Start of Supplied data
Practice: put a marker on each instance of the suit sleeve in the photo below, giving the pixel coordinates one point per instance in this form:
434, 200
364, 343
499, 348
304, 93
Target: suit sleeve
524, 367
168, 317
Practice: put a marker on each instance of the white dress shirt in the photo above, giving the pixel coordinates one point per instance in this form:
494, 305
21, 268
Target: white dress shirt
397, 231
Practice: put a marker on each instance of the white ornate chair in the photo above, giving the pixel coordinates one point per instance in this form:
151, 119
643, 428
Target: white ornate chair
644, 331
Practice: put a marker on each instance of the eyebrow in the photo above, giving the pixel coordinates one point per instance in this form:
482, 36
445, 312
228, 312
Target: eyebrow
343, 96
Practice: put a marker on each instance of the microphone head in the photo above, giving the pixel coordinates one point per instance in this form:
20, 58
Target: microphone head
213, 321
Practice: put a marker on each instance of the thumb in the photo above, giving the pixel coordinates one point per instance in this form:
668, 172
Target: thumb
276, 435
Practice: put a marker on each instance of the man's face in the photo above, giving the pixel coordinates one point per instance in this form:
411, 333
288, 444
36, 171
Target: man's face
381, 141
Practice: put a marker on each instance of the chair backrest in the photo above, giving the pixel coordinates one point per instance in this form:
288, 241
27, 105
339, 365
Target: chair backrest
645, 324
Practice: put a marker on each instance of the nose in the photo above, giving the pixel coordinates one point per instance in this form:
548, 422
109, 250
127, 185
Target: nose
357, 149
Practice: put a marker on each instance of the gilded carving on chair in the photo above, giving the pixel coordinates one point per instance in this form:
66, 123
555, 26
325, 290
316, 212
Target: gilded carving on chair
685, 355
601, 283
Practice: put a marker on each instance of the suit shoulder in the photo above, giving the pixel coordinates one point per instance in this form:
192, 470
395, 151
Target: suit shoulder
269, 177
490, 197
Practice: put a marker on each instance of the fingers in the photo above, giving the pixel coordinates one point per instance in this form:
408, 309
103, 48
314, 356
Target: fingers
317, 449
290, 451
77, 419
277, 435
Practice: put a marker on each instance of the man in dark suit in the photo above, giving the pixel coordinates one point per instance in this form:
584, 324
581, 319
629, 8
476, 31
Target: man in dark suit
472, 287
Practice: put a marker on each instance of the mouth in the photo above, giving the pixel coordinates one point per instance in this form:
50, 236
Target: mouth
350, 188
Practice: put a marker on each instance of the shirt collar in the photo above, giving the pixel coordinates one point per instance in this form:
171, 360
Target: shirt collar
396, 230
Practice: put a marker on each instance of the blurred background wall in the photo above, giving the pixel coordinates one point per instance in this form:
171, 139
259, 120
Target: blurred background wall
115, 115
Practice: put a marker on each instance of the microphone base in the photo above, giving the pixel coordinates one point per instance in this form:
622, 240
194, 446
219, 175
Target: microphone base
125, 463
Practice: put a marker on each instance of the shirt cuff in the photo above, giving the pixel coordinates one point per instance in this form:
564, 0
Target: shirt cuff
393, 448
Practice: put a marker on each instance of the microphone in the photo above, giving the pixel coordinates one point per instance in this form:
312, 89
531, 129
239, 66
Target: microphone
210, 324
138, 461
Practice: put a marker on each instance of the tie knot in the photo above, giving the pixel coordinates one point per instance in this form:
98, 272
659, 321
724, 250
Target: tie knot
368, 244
End of Supplied data
_Short task_
Rewrite the stretch of the records from the line containing "Practice: put a marker on each instance of the tie" through the end of the records, keeping every line, including the request and its sample lines. Scale only the point coordinates in the answers by 1.85, rounding to whole numbers with halves rounded up.

_Correct answer_
Practice: put a marker on each instance of the tie knot in the photo above, giving the pixel coordinates one point per instance in this form:
98, 272
659, 321
724, 250
Target: tie knot
681, 451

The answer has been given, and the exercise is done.